▶ _WYBRANY TEKST_
######

Poza widzialnym | Kalejdoskop kulturalny regionu łódzkiego
Proszę określić gdzie leży problem:
Proszę wpisać wynik dodawania:
8 + 3 =
Link
Proszę wpisać wynik dodawania:
8 + 3 =

Poza widzialnym

fot. Anna Zagrodzka, dzięki uprzejmości Muzeum Sztuki w Łodzi

RECENZJA. Ekspozycja „St Ives i gdzie indziej” wywarła na mnie wrażenie kolorem: intensywnym i znaczącym, a niekiedy zwietrzałym i smaganym bryzą. Jest jak haust świeżego powietrza po zbyt długim oczekiwaniu na wiosnę. Pisze Maria Mażewska.

######

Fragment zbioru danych
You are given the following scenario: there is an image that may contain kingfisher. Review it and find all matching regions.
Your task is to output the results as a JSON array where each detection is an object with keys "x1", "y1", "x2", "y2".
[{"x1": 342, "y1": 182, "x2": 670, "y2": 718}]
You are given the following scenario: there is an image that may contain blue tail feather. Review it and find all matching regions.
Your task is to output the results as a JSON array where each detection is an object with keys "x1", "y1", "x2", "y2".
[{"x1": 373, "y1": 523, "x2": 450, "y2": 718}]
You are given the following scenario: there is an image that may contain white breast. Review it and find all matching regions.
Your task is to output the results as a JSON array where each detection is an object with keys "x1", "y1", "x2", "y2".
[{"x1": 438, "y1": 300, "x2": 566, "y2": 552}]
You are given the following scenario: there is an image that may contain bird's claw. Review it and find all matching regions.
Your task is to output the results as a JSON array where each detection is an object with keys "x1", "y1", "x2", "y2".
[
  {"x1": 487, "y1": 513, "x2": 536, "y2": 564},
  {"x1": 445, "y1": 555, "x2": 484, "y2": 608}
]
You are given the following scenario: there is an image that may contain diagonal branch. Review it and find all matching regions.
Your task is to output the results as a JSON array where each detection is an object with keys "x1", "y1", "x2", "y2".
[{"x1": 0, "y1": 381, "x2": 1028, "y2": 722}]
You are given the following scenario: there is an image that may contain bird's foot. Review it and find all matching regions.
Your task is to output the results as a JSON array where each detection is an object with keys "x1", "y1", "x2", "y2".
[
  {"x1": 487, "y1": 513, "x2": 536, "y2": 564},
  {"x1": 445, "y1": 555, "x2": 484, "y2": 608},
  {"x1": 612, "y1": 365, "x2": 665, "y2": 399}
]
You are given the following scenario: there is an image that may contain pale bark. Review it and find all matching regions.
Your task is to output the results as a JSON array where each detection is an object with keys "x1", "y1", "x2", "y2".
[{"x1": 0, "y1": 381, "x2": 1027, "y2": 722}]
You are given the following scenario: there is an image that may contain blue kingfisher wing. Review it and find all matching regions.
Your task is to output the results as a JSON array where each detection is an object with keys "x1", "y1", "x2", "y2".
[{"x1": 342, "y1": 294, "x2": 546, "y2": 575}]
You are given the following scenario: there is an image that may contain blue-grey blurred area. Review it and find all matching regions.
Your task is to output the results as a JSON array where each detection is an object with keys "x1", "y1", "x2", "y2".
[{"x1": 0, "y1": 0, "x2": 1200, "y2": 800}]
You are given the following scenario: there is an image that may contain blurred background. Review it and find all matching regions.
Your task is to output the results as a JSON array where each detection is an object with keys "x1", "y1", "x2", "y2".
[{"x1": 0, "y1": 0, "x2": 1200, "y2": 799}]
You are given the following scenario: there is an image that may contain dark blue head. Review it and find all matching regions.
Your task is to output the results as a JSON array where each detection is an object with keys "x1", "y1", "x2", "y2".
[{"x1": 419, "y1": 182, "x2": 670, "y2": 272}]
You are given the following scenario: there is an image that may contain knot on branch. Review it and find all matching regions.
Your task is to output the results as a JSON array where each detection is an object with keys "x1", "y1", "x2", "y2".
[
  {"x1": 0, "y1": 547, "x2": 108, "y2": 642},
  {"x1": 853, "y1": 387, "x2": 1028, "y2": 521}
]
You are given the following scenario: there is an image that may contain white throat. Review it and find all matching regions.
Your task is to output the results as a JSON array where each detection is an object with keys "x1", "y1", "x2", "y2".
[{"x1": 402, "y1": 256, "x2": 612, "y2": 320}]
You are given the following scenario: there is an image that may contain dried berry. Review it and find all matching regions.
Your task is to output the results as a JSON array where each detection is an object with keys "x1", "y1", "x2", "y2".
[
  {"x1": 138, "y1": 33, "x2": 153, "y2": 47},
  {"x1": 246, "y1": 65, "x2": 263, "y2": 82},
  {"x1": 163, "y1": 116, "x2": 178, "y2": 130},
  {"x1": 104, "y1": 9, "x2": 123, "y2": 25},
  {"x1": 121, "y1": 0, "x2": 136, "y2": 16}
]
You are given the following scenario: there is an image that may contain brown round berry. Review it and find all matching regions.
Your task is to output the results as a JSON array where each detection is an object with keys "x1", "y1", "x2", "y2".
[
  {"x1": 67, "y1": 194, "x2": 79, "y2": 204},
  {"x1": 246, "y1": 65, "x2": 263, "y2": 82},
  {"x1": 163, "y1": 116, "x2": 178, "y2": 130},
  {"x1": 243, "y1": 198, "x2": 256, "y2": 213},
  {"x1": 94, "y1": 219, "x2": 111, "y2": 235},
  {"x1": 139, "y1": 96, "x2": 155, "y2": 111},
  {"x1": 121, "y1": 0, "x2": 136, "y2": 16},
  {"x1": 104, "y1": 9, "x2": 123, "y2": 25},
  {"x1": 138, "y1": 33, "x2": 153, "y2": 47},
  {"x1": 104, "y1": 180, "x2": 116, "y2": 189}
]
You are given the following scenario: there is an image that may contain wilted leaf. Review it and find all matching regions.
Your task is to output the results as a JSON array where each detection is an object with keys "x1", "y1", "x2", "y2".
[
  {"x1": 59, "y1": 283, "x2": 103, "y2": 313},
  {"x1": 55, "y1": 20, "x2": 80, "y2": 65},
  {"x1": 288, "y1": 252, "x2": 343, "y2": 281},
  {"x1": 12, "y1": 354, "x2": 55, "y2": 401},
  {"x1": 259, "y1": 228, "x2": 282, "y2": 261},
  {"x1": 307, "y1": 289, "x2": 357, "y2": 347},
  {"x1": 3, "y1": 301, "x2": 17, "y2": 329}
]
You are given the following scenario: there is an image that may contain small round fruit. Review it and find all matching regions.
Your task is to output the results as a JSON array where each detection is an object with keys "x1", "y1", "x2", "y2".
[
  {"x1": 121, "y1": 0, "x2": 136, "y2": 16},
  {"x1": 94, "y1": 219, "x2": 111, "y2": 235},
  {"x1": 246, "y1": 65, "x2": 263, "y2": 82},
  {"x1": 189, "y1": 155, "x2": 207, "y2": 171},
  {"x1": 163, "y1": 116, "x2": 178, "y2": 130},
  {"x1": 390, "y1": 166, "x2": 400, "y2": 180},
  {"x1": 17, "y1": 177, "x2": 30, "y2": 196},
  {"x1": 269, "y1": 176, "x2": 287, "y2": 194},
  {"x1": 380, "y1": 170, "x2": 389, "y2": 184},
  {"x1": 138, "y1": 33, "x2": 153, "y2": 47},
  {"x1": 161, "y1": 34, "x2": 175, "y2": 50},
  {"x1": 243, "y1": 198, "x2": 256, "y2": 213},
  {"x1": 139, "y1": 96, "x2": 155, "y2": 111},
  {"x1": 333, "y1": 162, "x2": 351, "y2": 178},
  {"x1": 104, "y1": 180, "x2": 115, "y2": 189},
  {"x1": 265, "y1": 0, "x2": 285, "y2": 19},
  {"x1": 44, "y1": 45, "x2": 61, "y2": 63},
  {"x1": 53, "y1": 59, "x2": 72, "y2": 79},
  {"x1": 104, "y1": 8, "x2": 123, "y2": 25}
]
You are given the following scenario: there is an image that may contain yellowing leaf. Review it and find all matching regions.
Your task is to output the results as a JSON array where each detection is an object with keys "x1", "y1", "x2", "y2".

######

▶ _KRÓTKIE ĆWICZENIE_
Kontynuuj recenzję wystawy „St Ives i gdzie indziej”, zaczynając po jej ostatnim zdaniu. Wiersze nie mają tu żadnego znaczenia.

▶ _WYNIK_
Muzeum Sztuki w Łodzi prezentuje wystawę „St Ives i gdzie indziej”, której punktem wyjścia jest środowisko artystów zafascynowanych krajobrazem najdalej wysuniętej na zachód części Półwyspu Kornwalijskiego w Wielkiej Brytanii – niewielkiej miejscowości portowej St Ives. Myśl kuratorska Pawła Polita kieruje więc do pejzażu – nowoczesnego w zamyśle i formie. Choć wystawa skupia się głównie na dziełach brytyjskich twórców, wchodzą one w intrygujący dialog z twórczością polskich artystów z tego samego okresu, z lat 30. i 40. XX wieku. Obok prac Patricka Herona, Bena Nicholsona czy Ivona Hitchensa znajdziemy dzieła m.in. Piotra Potworowskiego, Adama Marczyńskiego, Katarzyny Kobro czy Leopolda Lewickiego.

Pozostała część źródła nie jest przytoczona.